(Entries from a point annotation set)
==========

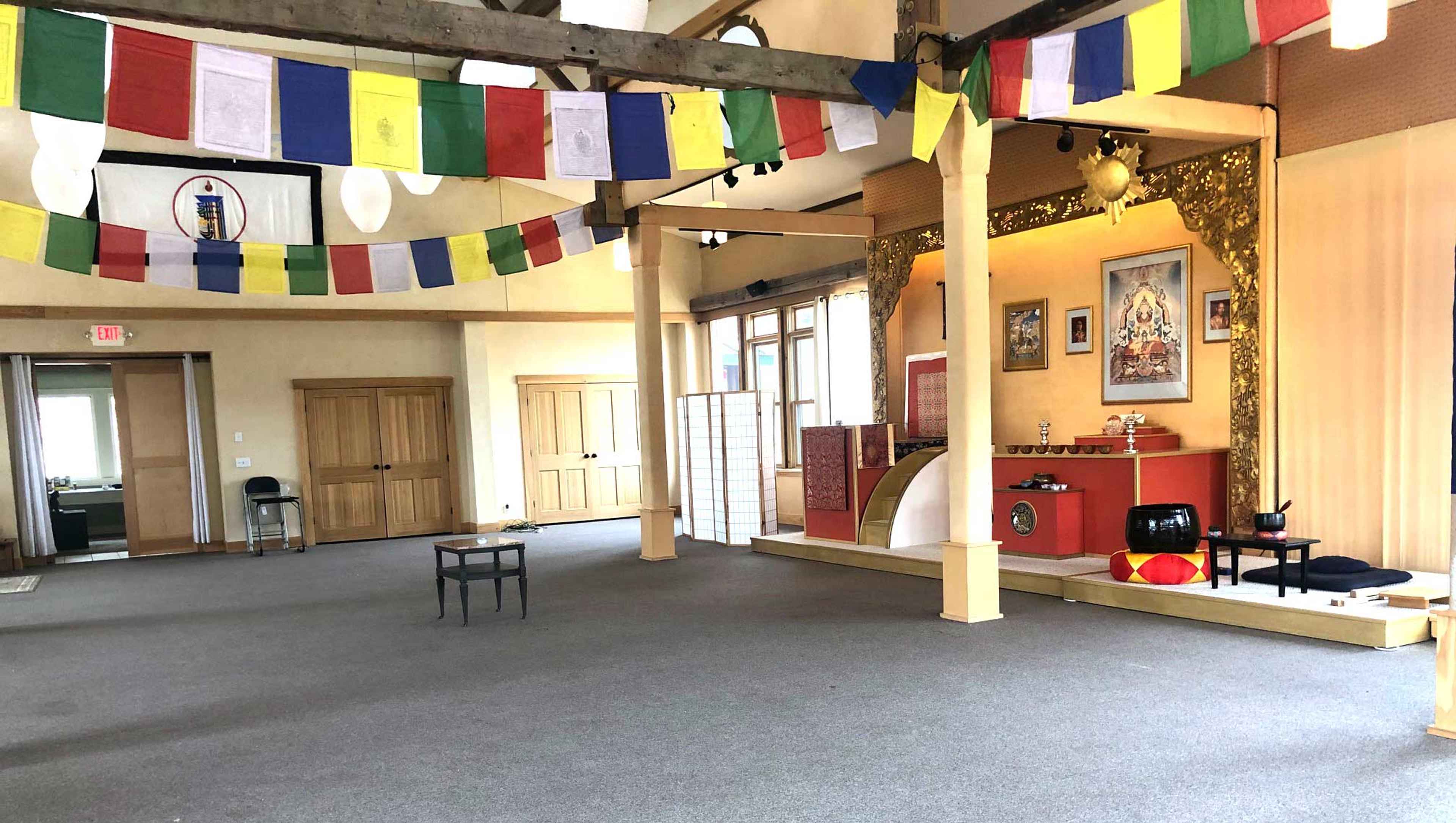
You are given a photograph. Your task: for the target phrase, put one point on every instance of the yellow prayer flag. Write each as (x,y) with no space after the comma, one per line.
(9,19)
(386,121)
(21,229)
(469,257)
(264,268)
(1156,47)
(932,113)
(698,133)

==========

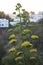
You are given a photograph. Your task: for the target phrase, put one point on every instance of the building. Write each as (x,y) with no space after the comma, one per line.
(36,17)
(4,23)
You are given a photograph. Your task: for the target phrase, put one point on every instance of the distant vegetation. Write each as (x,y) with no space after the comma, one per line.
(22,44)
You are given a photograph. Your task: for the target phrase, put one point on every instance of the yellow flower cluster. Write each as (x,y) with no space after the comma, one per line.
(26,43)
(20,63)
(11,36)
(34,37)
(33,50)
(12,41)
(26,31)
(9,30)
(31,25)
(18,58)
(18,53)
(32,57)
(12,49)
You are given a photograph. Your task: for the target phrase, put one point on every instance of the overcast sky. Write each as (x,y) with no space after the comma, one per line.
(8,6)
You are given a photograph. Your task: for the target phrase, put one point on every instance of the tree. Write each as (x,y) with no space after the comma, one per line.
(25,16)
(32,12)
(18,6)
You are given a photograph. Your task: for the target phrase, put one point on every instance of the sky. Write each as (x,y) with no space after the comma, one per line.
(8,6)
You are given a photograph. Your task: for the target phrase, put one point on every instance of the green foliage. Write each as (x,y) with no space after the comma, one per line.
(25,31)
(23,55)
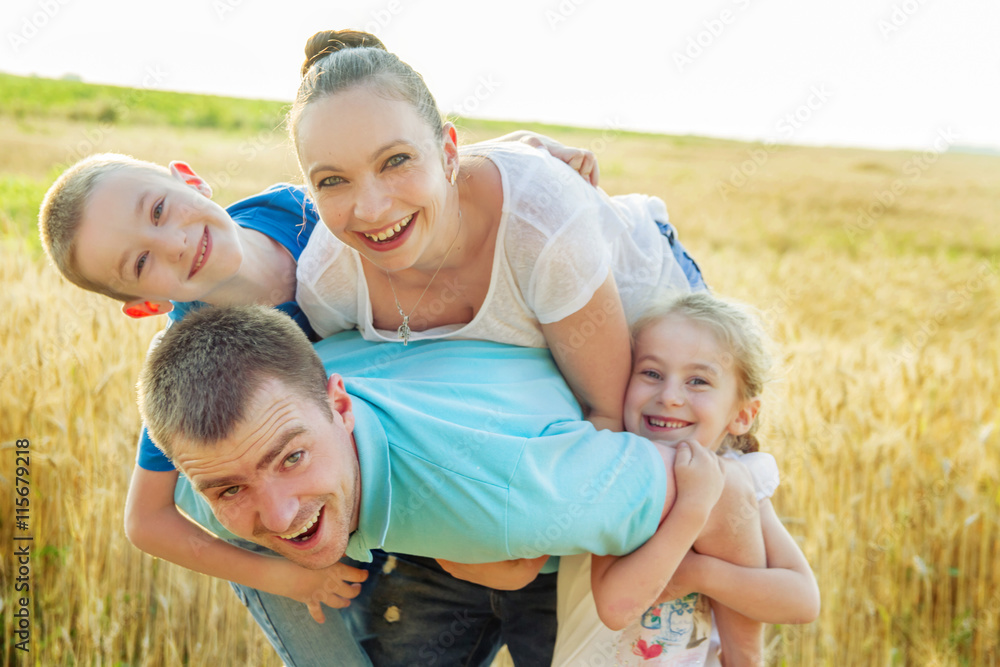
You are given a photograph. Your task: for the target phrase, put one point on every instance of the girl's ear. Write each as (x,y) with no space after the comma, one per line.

==========

* PROBLEM *
Quote the records above word for word, starting at the line that contains "of the sky." and ending at the line that contains "of the girl's", with both of those lines included. Leave any pictures out of your answer.

* SOLUTION TO THIS TASK *
You are given a photograph. Your task: for the target phrase, put one point on every instance of the sky. Write each as (x,y) with no space after the comma, one per line.
(8,6)
You are given a photograph. Your task: for the target phrase, put one point on every instance of the green foliage. Write each as (x,y) with no space after the comma, one per line.
(25,31)
(23,55)
You are given a photograph. Your task: for the target phrase, put one point on every instance of the girl's ear. Write each as (x,y) with no space after the comma, one per line.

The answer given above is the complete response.